> [PROVIDED TEXT]

○ ○ ○ ○ ○ ○ ○

Andrew Elrod in Dissent:
A facility that saw 53,000 emergency room visits per year disappeared from Philadelphia this summer with the prolonged and still-unfinished closure of Hahnemann University Hospital. The 496-bed hospital employed 2,700 people and saw 17,000 admissions in 2017, its last year under the management of the Tenet Healthcare Corporation. Tenet, one of the nation’s largest for-profit hospital conglomerates, owned ninety-six hospitals and nearly 500 outpatient centers in the United States that year. Not all of them turned a profit. Hahnemann, for example, booked $790 million in revenue in 2017, $115 million short of breaking even. So Tenet embarked on an international restructuring program, liquidating seventeen low-margin hospitals in the United States and the United Kingdom. In Philadelphia, Tenet sold Hahnemann to Joel Freedman, a man from Los Angeles who sat on the advisory board of the University of Southern California’s Leonard D. Schaeffer Center for Health Policy and Economics (his name has since been removed from the center’s website) and managed an investment fund, Paladin Capital, with interests in “the world’s most innovative cyber companies,” according to its website. By spring 2019 Freedman was still losing $3 to $5 million a month on Hahnemann. He had burned through four CEOs in fifteen months. In June, hospital administrators announced that the facility was shutting down.
Hahnemann is just one of the historic hospitals across the United States that has closed this year while claiming that Medicaid and Medicare payments fail to meet rising costs.

○ ○ ○ ○ ○ ○ ○

> [EXTRACTED DATA]

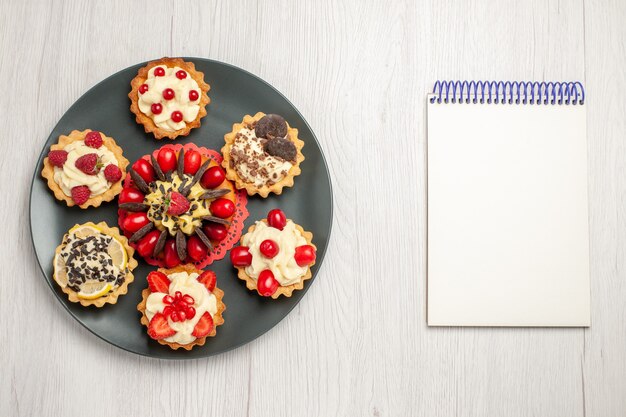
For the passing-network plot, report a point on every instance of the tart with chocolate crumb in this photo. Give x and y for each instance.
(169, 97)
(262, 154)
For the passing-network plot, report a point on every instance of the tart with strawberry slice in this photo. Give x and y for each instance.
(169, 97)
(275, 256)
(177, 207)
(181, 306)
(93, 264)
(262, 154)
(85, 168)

○ ○ ○ ○ ○ ○ ○

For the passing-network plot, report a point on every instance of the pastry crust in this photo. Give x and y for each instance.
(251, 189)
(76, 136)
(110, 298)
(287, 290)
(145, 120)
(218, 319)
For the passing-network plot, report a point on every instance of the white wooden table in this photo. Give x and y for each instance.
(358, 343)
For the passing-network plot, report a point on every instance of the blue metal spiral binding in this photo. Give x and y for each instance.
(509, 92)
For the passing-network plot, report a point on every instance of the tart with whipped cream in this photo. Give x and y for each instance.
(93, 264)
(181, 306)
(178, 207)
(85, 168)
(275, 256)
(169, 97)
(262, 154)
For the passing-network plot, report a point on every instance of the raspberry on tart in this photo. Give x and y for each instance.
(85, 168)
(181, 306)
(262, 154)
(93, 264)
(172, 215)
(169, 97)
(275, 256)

○ ○ ○ ○ ○ ○ ○

> [WHAT IS REQUIRED] According to the passage on Hahnemann University Hospital's closure, how many people did the hospital employ?

> [EXERCISE OUTPUT] 2,700 people.